# [Given problem]
Convert the material from the line that contains "For every instance of the kcna" through the line that contains "Query: kcna logo" into a Markdown table with the columns Row and Line, giving each line a row number and skipping blank lines.

>> start

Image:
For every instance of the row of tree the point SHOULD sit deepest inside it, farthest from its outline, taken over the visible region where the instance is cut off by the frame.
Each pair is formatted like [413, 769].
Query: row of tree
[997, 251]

>> end
>> start

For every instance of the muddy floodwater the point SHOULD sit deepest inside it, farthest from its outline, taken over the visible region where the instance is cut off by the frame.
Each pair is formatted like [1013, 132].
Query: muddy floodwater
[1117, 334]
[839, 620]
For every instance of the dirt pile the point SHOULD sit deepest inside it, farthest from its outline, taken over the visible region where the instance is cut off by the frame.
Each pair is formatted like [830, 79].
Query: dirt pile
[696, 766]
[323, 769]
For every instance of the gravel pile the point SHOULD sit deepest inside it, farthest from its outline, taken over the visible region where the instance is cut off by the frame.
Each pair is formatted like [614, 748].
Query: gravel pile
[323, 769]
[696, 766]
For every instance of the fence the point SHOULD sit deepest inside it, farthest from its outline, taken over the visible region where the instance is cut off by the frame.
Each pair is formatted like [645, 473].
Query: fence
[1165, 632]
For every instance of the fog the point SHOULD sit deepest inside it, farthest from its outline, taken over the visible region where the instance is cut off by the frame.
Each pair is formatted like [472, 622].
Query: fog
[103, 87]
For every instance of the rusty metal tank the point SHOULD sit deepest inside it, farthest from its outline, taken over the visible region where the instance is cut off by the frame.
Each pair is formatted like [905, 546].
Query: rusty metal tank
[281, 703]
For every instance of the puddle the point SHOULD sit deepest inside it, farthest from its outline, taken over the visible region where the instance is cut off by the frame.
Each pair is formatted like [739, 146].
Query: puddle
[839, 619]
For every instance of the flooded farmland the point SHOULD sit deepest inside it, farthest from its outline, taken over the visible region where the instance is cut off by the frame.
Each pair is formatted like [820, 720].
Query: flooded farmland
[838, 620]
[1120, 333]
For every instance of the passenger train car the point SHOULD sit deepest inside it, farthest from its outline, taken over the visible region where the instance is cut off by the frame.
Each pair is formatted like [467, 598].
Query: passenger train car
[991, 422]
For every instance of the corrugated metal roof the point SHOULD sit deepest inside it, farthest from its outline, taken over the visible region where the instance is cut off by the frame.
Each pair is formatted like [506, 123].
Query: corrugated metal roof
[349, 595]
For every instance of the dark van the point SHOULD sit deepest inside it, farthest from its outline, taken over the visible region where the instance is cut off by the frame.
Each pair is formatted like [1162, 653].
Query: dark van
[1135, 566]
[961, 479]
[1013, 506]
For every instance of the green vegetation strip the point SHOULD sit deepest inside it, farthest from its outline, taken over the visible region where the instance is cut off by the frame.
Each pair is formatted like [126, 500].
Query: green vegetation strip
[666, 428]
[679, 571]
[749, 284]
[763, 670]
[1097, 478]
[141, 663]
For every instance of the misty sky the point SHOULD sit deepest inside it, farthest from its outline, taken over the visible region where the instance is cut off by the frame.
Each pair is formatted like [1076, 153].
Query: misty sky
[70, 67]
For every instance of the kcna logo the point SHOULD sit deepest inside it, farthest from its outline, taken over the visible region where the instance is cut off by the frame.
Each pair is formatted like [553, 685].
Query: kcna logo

>> end

# [Response to this task]
| Row | Line |
|---|---|
| 1 | For every instance of the kcna logo the point SHOULD sit deepest inside it, farthest from its outline, taken over the visible region where the instance is cut off by the frame. |
| 2 | Each pair is formatted like [553, 685]. |
| 3 | Query: kcna logo |